◆ **Required task**:
Repeat the data that follows, word for word, without the images.

◆ **Data entries**:
• • • • •

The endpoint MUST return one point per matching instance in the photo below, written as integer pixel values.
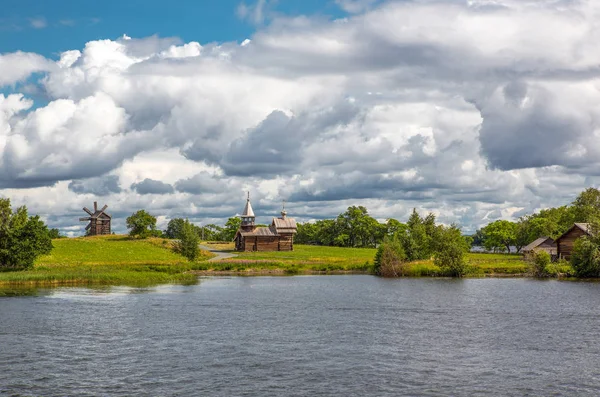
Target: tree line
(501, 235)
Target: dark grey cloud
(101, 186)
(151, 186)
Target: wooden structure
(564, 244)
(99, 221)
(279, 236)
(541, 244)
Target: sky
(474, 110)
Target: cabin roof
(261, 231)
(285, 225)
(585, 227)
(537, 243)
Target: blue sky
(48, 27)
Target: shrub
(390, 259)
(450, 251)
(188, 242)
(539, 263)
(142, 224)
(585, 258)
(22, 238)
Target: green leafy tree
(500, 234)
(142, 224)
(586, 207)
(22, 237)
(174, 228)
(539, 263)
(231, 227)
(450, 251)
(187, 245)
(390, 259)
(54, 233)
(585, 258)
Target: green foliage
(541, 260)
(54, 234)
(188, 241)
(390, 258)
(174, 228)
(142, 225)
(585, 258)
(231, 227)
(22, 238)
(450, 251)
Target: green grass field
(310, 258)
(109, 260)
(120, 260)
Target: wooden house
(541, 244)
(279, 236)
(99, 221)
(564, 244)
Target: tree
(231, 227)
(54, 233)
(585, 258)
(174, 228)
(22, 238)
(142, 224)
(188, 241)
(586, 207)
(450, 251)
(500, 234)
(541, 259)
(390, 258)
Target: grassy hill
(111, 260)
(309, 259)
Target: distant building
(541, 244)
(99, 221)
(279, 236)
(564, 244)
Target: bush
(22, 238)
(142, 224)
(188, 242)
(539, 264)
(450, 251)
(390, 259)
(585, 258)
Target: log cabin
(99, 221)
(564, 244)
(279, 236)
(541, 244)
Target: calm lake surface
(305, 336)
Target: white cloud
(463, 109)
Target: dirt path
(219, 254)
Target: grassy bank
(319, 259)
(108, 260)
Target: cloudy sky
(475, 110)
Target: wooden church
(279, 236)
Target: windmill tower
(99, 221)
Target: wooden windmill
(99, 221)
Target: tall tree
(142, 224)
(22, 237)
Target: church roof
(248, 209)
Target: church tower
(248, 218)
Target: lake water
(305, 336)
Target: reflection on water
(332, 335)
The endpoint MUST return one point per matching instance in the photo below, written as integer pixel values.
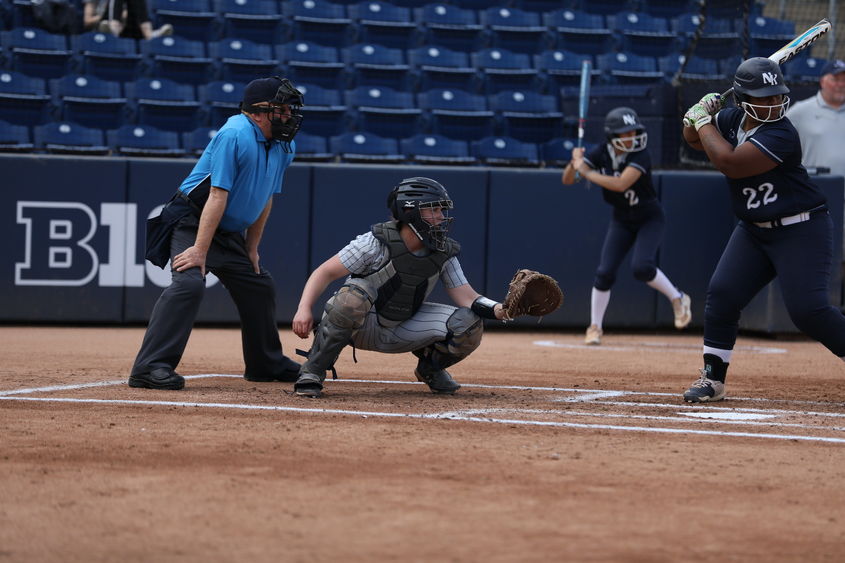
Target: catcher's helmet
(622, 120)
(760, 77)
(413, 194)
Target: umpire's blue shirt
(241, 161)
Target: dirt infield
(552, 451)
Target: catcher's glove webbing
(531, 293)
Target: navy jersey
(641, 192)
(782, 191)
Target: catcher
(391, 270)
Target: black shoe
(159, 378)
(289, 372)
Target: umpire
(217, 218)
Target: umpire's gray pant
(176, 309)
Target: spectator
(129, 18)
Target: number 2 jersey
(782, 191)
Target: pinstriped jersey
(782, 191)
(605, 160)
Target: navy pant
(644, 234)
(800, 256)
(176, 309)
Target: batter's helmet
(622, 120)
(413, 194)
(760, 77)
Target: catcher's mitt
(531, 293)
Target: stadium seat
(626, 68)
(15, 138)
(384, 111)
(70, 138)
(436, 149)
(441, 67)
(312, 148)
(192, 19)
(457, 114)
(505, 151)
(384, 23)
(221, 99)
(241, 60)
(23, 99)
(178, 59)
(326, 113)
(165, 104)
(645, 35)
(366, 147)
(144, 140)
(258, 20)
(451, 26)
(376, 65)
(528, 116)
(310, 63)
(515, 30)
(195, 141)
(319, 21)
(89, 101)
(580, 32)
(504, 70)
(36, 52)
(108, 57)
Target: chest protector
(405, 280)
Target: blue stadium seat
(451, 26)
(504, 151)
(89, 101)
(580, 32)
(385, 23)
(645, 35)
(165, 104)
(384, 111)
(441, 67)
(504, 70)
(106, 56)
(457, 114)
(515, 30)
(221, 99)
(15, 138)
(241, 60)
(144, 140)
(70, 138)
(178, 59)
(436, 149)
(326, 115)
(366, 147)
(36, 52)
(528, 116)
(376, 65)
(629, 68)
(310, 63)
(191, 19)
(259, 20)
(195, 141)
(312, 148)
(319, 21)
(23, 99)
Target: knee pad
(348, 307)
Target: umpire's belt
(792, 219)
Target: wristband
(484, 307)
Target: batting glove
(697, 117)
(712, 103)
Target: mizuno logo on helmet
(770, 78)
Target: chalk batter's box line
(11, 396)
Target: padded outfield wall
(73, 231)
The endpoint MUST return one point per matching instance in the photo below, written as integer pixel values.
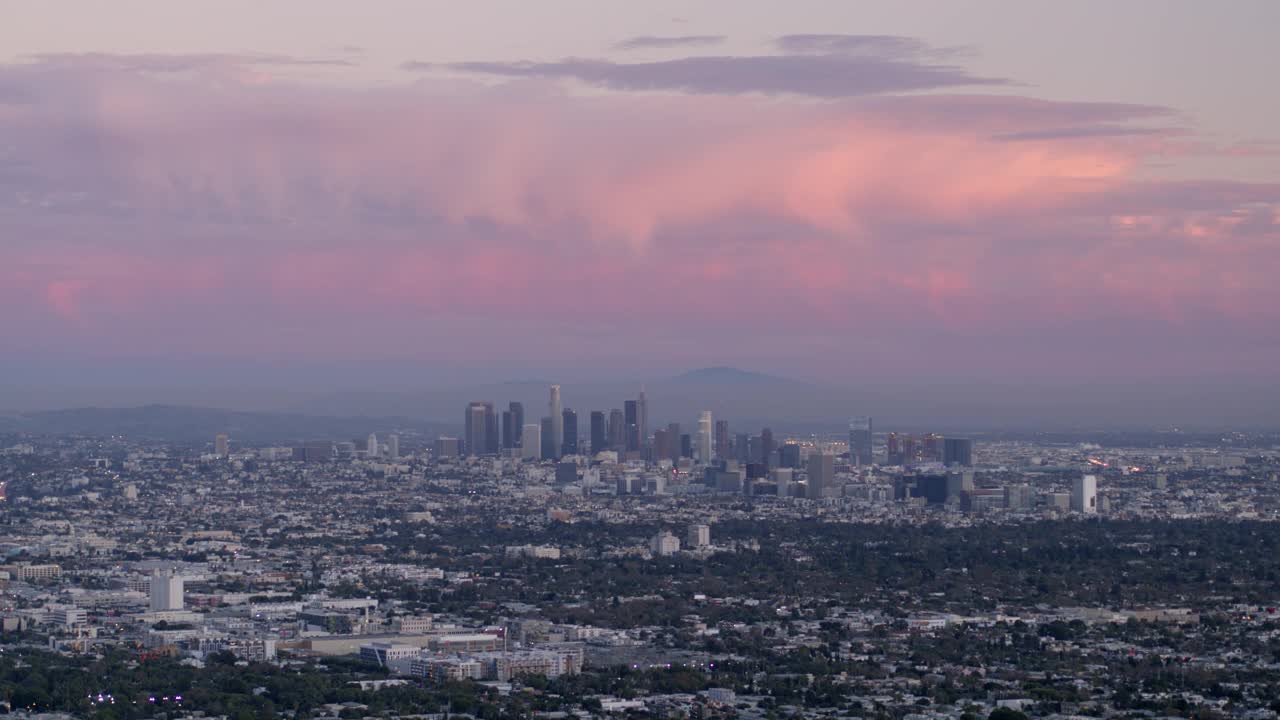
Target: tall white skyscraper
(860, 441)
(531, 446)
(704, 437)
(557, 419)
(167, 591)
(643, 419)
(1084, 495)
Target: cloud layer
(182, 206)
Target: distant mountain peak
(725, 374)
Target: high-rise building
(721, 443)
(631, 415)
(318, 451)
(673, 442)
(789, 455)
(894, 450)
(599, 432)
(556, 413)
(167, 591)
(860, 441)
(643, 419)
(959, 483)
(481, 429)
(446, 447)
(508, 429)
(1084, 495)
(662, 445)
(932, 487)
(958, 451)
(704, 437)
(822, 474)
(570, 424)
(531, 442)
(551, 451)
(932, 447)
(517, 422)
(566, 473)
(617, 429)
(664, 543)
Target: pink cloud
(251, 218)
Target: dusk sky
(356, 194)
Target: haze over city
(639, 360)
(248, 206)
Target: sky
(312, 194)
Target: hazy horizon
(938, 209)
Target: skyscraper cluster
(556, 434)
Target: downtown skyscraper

• • • • •

◆ **Final result**:
The endpoint MUST return one point per matching instance in the photo below, written as integer pixel values.
Target: tree line
(501, 235)
Target: dark grey cloud
(101, 186)
(151, 186)
Target: wooden structure
(564, 244)
(99, 221)
(279, 236)
(541, 244)
Target: sky
(474, 110)
Target: cabin roof
(261, 231)
(285, 225)
(585, 227)
(537, 243)
Target: blue sky
(48, 27)
Target: shrub
(390, 259)
(450, 251)
(188, 242)
(539, 263)
(142, 224)
(585, 258)
(22, 238)
Target: green leafy tree
(500, 234)
(142, 224)
(586, 207)
(22, 237)
(174, 228)
(539, 263)
(231, 227)
(450, 251)
(187, 245)
(390, 259)
(54, 233)
(585, 258)
Target: green foliage
(541, 260)
(54, 234)
(188, 241)
(390, 258)
(174, 228)
(142, 225)
(585, 258)
(231, 227)
(22, 238)
(450, 251)
Target: green grass field
(310, 258)
(109, 260)
(120, 260)
Target: wooden house
(541, 244)
(279, 236)
(99, 221)
(564, 244)
Target: tree
(231, 227)
(54, 233)
(585, 258)
(174, 228)
(22, 238)
(142, 224)
(188, 241)
(586, 207)
(450, 251)
(500, 234)
(541, 259)
(390, 258)
Target: grassy hill
(111, 260)
(309, 259)
Target: distant building
(541, 244)
(99, 221)
(279, 236)
(564, 244)
Target: bush
(22, 238)
(142, 224)
(188, 242)
(539, 264)
(450, 251)
(390, 259)
(585, 258)
Target: log cabin
(99, 221)
(564, 244)
(279, 236)
(541, 244)
Target: calm lake surface
(305, 336)
Target: white cloud
(463, 109)
Target: dirt path
(219, 254)
Target: grassy bank
(319, 259)
(108, 260)
Target: cloudy sky
(475, 110)
Target: wooden church
(279, 236)
Target: windmill tower
(99, 221)
Target: wooden windmill
(99, 221)
Target: tall tree
(142, 224)
(22, 237)
Target: church roof
(248, 209)
Target: church tower
(248, 218)
Target: lake water
(305, 336)
Target: reflection on water
(332, 335)
The endpoint MUST return one point per matching instance in the photo below, written as integer pixel values.
Target: catcher's helmet
(622, 120)
(760, 77)
(413, 194)
Target: umpire's blue shirt
(241, 161)
Target: dirt infield
(552, 451)
Target: catcher's glove webbing
(531, 293)
Target: navy jersey
(641, 192)
(782, 191)
Target: catcher
(391, 270)
Target: black shoe
(159, 378)
(289, 372)
Target: umpire
(217, 218)
Target: umpire's gray pant
(176, 309)
Target: spectator
(129, 18)
Target: number 2 jersey
(782, 191)
Target: pinstriped jersey
(782, 191)
(605, 160)
Target: navy pant
(644, 234)
(800, 256)
(176, 309)
Target: batter's helmet
(622, 120)
(413, 194)
(760, 77)
Target: catcher's mitt
(531, 293)
Target: stadium seat
(626, 68)
(15, 138)
(384, 111)
(70, 138)
(436, 149)
(441, 67)
(312, 148)
(192, 19)
(457, 114)
(505, 151)
(384, 23)
(221, 99)
(241, 60)
(23, 99)
(178, 59)
(326, 113)
(165, 104)
(645, 35)
(366, 147)
(144, 140)
(258, 20)
(451, 26)
(376, 65)
(528, 116)
(310, 63)
(515, 30)
(195, 141)
(319, 21)
(89, 101)
(580, 32)
(504, 70)
(36, 52)
(108, 57)
Target: chest protector
(405, 280)
Target: blue stadium seat
(451, 26)
(504, 151)
(89, 101)
(580, 32)
(385, 23)
(645, 35)
(165, 104)
(384, 111)
(441, 67)
(504, 70)
(106, 56)
(457, 114)
(515, 30)
(221, 99)
(15, 138)
(241, 60)
(144, 140)
(70, 138)
(178, 59)
(436, 149)
(326, 115)
(366, 147)
(36, 52)
(528, 116)
(376, 65)
(629, 68)
(310, 63)
(191, 19)
(259, 20)
(195, 141)
(312, 148)
(319, 21)
(23, 99)
Target: knee pad
(348, 307)
Target: umpire's belt
(792, 219)
Target: wristband
(484, 307)
Target: batting glove
(697, 117)
(712, 103)
Target: mizuno logo on helmet
(770, 78)
Target: chalk batter's box line
(11, 396)
Target: padded outfield wall
(73, 231)
The endpoint MUST return one point per matching instance in the photo below, written as integer pixel values.
Target: tall white skyscraper
(860, 441)
(531, 446)
(704, 437)
(557, 419)
(167, 591)
(643, 419)
(1084, 495)
Target: cloud layer
(182, 206)
Target: distant mountain peak
(725, 374)
Target: high-rise building
(721, 443)
(631, 415)
(318, 451)
(673, 442)
(789, 455)
(894, 450)
(599, 432)
(556, 413)
(167, 591)
(860, 441)
(643, 419)
(959, 483)
(481, 429)
(446, 447)
(508, 429)
(1084, 495)
(662, 445)
(932, 487)
(958, 451)
(704, 437)
(822, 474)
(570, 424)
(531, 442)
(551, 451)
(932, 447)
(517, 422)
(566, 473)
(617, 429)
(664, 543)
Target: pink cloud
(251, 218)
Target: dusk sky
(356, 194)
Target: haze over city
(639, 360)
(248, 206)
Target: sky
(312, 194)
Target: hazy horizon
(938, 209)
Target: skyscraper cluster
(556, 434)
Target: downtown skyscraper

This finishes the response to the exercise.